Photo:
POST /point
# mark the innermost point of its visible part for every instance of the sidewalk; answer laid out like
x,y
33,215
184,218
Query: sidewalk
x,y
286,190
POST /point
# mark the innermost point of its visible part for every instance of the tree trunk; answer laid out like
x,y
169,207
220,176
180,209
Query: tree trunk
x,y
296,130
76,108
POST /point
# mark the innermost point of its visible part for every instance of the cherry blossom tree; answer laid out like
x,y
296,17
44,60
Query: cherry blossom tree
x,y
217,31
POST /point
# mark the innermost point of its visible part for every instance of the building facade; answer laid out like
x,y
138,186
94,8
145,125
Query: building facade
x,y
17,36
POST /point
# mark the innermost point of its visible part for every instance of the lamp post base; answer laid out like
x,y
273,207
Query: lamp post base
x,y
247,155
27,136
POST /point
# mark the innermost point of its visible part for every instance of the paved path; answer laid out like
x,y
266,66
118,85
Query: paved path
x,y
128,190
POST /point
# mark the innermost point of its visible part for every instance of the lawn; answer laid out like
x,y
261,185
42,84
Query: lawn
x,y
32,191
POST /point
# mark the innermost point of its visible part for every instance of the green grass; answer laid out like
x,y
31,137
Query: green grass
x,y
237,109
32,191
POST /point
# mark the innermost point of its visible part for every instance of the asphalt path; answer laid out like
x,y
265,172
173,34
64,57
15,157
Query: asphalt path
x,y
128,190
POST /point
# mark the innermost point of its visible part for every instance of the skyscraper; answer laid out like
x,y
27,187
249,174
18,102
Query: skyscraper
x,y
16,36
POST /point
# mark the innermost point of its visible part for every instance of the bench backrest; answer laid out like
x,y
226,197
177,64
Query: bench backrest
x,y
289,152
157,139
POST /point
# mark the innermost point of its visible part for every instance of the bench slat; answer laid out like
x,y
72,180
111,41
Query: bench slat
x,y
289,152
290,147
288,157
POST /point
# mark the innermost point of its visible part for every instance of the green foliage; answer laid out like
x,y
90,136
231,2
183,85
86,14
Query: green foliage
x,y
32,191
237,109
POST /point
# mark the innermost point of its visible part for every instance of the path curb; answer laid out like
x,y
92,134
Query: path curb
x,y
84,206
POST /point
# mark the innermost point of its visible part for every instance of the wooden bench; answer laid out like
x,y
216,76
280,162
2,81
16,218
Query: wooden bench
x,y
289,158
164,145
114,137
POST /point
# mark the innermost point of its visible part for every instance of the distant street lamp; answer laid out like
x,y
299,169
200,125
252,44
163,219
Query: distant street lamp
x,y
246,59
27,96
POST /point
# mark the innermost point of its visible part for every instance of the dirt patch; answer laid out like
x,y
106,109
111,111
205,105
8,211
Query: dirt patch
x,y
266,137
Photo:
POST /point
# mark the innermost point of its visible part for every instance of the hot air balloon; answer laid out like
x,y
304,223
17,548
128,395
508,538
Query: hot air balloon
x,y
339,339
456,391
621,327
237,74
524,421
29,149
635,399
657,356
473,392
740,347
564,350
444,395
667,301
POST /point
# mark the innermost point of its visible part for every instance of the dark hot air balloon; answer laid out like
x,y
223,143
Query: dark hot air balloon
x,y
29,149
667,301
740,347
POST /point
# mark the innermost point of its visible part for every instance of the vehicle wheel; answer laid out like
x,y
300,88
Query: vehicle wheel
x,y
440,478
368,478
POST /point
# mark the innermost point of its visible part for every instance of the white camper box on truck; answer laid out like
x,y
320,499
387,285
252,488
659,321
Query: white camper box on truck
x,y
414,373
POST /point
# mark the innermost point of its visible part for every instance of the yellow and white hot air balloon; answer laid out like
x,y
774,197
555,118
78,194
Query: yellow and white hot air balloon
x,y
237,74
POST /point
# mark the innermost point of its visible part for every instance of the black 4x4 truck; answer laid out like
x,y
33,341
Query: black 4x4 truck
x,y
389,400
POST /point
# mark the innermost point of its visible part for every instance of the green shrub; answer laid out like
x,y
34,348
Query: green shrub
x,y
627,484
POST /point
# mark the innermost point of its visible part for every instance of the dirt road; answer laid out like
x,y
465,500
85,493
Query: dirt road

------------------------------------------------------------------------

Go through the data above and repeat all of it exactly.

Photo:
POST /point
# mark the innermost point of its visible part for every instance of the sidewalk; answer laid out like
x,y
33,215
184,218
Query: sidewalk
x,y
286,190
POST /point
# mark the innermost point of its visible part for every instance of the tree trunk; answer laid out like
x,y
169,207
220,176
180,209
Query: tree trunk
x,y
296,130
76,108
POST /point
# mark the innermost point of its visible part for every instance of the cherry blossom tree; answer laid out like
x,y
296,17
44,60
Query: cherry blossom tree
x,y
217,31
POST /point
# mark the innermost point of its visible part for every instance of the building facade; answer laid out like
x,y
138,186
94,8
145,125
Query: building facade
x,y
17,36
POST /point
# mark the innermost point of its visible part for every instance of the lamp post base; answer laid out like
x,y
273,207
Query: lamp post base
x,y
247,155
27,136
POST /point
# mark the innermost point of its visible part for every instance of the paved path; answer laid out like
x,y
266,66
118,85
Query: paved path
x,y
128,190
POST /point
# mark the innermost point of its visible part for every instance of the lawn; answer laid out like
x,y
261,185
42,84
Query: lawn
x,y
32,191
POST /point
# mark the innermost point of its visible part for every instance of the green grass; answer laid out like
x,y
31,137
Query: green grass
x,y
237,109
32,191
POST /point
# mark the innermost point of its visible part for every instance of the asphalt path; answer laid out like
x,y
265,172
173,34
64,57
15,157
Query: asphalt path
x,y
128,190
POST /point
# mark the innermost point of its visible part for every instance of the skyscraper; answer laid out like
x,y
27,187
249,174
18,102
Query: skyscraper
x,y
16,36
POST /point
# mark the innermost point of its visible part for every instance of the bench backrest; answer laid out like
x,y
226,197
177,64
Query: bench backrest
x,y
289,152
157,139
POST /point
# mark the innermost point of its visible part for every instance of the bench slat; answer laid out like
x,y
72,180
111,41
Query: bench slat
x,y
289,152
290,147
288,157
POST /point
# mark the innermost point of its visible part for every instance of the green foliage; answer laid out like
x,y
90,136
231,2
183,85
86,14
Query: green foliage
x,y
32,191
237,109
POST /point
# mark the innermost point of its visible part for every instance of the path curb; answer laid out like
x,y
92,134
Query: path curb
x,y
84,206
POST /point
# mark the innermost point of its visible part for every instance of the wooden bench; answer laid out like
x,y
216,76
280,162
2,81
16,218
Query: wooden bench
x,y
289,158
164,145
114,137
POST /point
# mark the innermost point of its visible part for every instance of the distant street lamp; answer laid out like
x,y
299,169
200,125
252,44
163,219
Query: distant street lamp
x,y
246,59
27,96
POST /point
# mark the innermost point of its visible part for every instance of the dirt patch; answer laid out like
x,y
106,109
111,111
205,105
8,211
Query: dirt patch
x,y
266,137
Photo:
POST /point
# mark the innermost point of its visible part for every instance of the hot air balloon; answer laid out like
x,y
304,223
17,548
128,395
508,538
Query: hot air balloon
x,y
339,339
456,391
621,327
237,74
524,421
29,149
635,399
657,356
473,392
740,347
564,350
444,395
667,301
POST /point
# mark the innermost point of its visible part for every instance of the dark hot air balloon; answer laid out like
x,y
223,143
Query: dark hot air balloon
x,y
29,149
667,301
740,347
POST /point
# mark the innermost point of its visible part for every instance of the vehicle wheel; answer laid out like
x,y
300,88
Query: vehicle wheel
x,y
440,478
368,478
POST /point
# mark the innermost point of its visible part for every instance of the white camper box on truck; answer laid out like
x,y
320,499
387,285
252,488
659,321
Query: white camper box on truck
x,y
414,373
POST /point
# mark the innermost point of its visible part for every instance of the yellow and white hot air balloon; answer laid out like
x,y
774,197
555,118
78,194
Query: yellow and white hot air balloon
x,y
237,74
POST /point
# mark the innermost point of its visible part for every instance of the black 4x4 truck; answer laid out like
x,y
33,341
Query: black 4x4 truck
x,y
389,400
POST /point
# mark the innermost point of its visible part for every instance of the green shrub; answer laid out like
x,y
34,348
Query: green shrub
x,y
627,484
POST /point
# mark the innermost point of its visible part for every instance of the dirt road; answer laid out like
x,y
465,500
85,493
Query: dirt road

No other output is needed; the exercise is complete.